* AIM OF THE TASK: Search the records below for the string "hand" and copy each line where it turns up.

* INPUT DATA:

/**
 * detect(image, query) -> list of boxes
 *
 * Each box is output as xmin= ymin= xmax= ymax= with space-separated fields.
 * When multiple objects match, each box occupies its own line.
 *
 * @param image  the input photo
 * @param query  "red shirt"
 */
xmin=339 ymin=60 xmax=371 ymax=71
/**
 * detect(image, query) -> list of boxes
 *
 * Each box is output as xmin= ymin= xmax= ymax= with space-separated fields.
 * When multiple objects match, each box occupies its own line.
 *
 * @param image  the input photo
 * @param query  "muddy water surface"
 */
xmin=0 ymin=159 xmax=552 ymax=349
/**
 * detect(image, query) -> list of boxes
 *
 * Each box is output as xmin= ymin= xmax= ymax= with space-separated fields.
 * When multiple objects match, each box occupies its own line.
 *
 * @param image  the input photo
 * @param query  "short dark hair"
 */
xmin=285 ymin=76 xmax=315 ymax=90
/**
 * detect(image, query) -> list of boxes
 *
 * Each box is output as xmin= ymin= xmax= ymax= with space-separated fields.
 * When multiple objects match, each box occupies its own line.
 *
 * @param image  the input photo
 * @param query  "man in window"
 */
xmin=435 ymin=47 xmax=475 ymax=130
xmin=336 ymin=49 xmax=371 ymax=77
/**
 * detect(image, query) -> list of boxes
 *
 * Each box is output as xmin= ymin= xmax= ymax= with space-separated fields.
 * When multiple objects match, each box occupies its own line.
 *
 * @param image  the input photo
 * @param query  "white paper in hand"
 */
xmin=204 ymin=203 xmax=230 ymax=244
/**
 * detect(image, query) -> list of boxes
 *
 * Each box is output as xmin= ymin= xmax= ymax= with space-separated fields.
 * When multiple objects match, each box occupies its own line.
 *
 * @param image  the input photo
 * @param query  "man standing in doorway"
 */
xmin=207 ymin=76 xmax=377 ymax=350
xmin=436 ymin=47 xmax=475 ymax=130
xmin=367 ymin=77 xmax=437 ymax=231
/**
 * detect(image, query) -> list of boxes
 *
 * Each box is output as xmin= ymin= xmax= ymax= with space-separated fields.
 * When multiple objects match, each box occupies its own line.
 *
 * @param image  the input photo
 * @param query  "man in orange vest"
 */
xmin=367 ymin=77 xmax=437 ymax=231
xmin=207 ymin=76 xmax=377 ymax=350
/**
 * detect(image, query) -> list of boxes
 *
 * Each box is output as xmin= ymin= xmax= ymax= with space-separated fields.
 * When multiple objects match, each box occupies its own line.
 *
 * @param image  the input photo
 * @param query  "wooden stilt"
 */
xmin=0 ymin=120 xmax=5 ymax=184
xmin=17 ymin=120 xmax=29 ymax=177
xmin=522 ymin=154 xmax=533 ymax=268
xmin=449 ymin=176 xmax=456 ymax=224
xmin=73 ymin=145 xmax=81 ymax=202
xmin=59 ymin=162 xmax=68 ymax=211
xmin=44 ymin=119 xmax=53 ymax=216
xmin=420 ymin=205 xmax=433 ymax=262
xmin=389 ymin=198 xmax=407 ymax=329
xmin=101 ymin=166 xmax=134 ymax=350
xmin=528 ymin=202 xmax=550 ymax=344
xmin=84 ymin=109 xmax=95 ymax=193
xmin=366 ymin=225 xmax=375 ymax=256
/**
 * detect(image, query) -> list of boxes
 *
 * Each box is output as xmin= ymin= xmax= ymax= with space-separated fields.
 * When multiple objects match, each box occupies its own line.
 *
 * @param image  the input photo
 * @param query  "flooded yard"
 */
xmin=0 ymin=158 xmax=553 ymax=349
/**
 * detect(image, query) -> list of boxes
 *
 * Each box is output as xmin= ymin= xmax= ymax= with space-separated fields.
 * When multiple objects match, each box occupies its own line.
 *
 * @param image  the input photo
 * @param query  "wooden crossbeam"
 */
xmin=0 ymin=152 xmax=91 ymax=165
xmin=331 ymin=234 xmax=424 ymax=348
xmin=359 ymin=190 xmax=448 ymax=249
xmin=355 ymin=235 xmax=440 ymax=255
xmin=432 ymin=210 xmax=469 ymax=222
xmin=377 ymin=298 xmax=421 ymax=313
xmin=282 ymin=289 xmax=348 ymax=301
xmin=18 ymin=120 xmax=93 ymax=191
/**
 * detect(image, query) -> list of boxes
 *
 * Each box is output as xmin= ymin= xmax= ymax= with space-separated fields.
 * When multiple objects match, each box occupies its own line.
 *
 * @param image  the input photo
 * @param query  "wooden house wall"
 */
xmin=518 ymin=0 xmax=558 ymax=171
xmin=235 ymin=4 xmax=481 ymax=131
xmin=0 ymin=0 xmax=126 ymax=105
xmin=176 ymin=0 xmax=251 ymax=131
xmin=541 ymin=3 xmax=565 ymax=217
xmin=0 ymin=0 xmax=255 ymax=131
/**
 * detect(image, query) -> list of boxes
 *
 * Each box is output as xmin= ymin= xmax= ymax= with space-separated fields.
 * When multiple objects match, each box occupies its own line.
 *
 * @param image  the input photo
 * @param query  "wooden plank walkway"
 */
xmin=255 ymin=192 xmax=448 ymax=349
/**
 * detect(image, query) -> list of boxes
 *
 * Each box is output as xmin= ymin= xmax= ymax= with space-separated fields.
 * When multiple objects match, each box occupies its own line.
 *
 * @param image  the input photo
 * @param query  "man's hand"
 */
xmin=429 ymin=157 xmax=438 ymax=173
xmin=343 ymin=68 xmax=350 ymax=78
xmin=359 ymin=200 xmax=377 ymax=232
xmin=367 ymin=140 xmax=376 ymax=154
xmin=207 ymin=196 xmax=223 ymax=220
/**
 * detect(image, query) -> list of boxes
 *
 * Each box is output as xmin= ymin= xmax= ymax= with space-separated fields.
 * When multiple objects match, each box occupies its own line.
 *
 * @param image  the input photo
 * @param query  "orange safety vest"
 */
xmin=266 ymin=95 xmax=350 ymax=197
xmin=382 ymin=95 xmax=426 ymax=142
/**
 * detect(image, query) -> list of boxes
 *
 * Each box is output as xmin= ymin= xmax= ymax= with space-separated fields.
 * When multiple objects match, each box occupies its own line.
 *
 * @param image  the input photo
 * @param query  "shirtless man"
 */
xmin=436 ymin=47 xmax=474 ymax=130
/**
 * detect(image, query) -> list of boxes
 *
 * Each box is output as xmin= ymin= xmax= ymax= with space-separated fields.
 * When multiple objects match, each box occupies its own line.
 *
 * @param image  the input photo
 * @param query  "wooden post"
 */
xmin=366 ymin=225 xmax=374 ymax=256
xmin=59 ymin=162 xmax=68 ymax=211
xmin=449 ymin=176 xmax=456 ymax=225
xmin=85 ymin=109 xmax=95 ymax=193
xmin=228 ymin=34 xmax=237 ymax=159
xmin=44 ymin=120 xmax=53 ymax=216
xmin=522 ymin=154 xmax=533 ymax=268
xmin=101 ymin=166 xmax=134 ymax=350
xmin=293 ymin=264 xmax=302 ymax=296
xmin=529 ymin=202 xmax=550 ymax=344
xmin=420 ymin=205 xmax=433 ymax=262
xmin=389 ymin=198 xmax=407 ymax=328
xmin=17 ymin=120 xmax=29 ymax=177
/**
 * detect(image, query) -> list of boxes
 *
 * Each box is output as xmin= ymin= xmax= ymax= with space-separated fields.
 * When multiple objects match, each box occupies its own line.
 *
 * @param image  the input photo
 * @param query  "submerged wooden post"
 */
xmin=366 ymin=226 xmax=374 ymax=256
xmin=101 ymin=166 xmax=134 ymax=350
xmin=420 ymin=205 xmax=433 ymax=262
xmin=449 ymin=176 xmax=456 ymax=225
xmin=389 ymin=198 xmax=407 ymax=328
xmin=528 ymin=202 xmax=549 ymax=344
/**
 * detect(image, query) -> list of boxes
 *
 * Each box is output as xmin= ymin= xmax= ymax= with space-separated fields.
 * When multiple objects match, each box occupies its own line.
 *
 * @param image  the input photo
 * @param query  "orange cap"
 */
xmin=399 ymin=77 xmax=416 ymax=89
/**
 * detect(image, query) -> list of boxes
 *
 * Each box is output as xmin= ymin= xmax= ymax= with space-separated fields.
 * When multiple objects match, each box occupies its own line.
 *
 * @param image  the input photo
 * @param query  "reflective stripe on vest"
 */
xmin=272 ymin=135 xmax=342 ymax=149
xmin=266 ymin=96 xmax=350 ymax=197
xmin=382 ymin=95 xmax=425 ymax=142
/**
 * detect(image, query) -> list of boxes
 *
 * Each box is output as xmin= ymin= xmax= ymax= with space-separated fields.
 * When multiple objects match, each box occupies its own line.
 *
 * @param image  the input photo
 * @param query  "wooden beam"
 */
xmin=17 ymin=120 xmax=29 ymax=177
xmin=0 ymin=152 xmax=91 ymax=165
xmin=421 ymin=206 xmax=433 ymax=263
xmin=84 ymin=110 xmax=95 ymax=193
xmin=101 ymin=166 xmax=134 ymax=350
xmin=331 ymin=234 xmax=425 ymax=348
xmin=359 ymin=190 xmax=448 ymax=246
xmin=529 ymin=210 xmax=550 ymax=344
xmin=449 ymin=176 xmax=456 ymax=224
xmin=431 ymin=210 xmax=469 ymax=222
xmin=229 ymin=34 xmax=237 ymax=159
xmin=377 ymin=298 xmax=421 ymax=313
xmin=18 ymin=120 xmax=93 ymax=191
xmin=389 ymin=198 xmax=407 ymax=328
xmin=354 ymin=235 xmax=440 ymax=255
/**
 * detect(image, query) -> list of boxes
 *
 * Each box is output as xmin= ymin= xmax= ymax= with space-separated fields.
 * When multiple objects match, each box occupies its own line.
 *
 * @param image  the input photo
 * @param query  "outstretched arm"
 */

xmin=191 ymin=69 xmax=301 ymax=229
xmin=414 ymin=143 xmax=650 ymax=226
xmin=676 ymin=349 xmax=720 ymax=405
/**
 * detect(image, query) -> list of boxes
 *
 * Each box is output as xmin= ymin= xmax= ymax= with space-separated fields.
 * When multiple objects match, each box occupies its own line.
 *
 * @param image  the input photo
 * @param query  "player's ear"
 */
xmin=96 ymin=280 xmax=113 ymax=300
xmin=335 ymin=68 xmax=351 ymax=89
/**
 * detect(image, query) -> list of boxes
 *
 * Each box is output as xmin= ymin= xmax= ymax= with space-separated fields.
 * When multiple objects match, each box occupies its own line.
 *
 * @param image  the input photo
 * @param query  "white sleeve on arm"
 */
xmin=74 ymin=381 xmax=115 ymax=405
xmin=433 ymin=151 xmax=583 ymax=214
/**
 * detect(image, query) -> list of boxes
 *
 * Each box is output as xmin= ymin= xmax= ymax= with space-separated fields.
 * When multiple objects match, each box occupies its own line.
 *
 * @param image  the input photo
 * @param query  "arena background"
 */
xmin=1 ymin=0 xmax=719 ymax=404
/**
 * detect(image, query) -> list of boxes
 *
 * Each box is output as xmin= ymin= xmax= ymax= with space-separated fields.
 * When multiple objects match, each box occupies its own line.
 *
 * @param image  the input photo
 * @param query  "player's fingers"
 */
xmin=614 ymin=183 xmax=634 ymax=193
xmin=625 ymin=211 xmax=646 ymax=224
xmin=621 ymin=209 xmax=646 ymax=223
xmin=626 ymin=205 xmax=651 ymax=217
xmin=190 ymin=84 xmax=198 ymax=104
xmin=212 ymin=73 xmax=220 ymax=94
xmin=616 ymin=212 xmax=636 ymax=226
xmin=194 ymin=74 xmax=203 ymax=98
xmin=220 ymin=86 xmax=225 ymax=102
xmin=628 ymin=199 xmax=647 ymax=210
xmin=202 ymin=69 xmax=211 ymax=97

---

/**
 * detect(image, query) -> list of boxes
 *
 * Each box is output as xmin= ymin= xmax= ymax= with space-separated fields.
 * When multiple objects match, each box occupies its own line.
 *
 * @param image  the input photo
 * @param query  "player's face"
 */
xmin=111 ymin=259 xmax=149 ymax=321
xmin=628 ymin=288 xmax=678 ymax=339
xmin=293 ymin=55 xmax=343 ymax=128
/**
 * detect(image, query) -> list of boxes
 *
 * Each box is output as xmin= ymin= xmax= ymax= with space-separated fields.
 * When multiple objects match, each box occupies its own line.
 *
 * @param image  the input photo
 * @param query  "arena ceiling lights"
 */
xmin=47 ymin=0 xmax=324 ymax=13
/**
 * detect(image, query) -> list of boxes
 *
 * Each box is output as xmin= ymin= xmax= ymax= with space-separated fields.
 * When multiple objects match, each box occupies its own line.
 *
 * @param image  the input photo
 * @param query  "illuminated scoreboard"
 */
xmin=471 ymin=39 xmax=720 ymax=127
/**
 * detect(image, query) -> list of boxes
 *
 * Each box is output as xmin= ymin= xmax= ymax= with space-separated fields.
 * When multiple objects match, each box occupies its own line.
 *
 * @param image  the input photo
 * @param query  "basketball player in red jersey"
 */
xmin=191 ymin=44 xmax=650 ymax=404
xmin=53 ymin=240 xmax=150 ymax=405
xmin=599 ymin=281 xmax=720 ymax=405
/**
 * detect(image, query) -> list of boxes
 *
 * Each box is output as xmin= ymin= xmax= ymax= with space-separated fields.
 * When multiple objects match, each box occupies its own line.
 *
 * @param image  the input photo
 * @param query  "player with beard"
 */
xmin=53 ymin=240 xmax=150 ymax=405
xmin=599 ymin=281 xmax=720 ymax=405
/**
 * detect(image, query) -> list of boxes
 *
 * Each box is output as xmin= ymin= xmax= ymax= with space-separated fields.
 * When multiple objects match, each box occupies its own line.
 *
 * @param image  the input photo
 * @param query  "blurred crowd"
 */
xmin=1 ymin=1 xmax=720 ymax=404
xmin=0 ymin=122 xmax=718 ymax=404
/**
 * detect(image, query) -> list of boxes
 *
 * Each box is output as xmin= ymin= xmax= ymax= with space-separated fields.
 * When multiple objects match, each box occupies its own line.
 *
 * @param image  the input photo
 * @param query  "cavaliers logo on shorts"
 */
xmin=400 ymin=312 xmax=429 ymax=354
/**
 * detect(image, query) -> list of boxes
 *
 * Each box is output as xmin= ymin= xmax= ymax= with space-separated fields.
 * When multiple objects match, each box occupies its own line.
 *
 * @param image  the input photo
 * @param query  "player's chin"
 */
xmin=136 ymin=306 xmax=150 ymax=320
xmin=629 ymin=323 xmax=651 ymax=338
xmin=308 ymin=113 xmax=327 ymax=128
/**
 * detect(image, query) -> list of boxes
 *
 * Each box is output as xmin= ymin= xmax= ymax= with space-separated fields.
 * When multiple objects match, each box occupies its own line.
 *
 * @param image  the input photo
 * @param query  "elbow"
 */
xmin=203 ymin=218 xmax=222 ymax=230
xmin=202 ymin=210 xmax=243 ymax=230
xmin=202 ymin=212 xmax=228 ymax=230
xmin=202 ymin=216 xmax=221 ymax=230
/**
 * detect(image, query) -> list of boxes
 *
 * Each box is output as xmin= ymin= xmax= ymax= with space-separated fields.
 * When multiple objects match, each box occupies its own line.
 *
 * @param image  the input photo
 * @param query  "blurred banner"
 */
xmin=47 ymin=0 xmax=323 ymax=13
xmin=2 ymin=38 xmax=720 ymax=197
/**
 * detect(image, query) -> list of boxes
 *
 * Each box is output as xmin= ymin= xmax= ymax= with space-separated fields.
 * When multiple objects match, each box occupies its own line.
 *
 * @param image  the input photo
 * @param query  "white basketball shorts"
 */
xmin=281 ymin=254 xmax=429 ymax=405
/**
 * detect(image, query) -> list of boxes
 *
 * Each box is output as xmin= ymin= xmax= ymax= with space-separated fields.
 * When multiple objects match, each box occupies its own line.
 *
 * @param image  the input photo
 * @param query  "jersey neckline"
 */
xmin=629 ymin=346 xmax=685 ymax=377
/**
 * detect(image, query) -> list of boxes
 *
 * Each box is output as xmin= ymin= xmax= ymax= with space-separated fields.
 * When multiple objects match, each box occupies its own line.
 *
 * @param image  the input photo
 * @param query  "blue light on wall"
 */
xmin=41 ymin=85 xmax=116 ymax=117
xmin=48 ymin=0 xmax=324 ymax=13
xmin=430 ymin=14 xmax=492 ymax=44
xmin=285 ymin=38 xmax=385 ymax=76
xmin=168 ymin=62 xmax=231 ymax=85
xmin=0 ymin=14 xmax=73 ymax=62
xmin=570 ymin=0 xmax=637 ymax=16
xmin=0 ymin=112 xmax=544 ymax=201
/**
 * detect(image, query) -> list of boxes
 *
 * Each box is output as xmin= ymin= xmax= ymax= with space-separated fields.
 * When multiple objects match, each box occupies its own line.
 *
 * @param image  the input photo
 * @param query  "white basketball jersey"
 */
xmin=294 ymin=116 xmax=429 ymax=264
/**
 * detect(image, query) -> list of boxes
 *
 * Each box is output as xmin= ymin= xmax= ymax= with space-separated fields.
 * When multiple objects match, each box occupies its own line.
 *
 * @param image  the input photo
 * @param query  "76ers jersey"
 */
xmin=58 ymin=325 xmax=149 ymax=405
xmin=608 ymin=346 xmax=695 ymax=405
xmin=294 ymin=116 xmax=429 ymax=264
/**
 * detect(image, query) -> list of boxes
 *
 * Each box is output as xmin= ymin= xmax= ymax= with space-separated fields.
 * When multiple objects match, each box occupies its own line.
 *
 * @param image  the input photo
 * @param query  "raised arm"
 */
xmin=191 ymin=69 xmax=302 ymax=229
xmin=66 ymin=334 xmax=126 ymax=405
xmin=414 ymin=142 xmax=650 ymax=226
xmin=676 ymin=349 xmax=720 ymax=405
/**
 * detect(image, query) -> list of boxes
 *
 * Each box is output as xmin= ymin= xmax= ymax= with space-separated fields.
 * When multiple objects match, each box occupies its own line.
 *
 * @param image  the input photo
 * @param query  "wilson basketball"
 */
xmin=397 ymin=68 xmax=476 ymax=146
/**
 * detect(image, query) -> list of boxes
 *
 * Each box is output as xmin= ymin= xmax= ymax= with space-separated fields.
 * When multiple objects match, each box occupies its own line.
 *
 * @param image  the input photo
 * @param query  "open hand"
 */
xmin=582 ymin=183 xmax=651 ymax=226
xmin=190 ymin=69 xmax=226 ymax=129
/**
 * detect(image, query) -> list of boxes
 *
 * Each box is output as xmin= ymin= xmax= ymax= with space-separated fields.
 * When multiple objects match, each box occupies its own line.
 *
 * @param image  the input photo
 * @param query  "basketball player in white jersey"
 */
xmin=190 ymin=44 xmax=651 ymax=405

* * *

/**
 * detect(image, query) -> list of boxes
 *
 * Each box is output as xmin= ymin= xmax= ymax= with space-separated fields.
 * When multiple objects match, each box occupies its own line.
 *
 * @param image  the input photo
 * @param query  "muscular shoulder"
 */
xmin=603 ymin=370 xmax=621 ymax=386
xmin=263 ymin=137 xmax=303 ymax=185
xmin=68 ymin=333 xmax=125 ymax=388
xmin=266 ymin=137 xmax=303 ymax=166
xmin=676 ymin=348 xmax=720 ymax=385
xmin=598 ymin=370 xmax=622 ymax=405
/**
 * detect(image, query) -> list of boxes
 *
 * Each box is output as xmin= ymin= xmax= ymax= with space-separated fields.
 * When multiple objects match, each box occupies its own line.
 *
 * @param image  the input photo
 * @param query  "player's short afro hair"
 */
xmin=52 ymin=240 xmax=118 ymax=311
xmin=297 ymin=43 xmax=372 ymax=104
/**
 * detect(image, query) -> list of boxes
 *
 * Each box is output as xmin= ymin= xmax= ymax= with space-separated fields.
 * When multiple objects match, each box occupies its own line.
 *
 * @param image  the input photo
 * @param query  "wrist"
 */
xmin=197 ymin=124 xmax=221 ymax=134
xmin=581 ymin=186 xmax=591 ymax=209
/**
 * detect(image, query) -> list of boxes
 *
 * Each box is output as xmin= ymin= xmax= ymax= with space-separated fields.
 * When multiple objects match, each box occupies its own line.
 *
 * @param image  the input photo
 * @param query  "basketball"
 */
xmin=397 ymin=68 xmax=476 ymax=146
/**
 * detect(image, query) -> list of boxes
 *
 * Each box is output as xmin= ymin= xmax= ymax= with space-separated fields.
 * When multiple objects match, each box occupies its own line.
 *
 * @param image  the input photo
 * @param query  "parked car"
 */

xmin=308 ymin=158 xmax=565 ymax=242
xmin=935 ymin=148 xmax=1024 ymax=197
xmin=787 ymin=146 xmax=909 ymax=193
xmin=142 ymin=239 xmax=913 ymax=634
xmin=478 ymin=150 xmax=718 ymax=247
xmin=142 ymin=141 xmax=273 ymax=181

* EXPECTED OUTPUT:
 * @param query  "white paper in hand"
 * @param query  "man's hand"
 * @param query  "open hand"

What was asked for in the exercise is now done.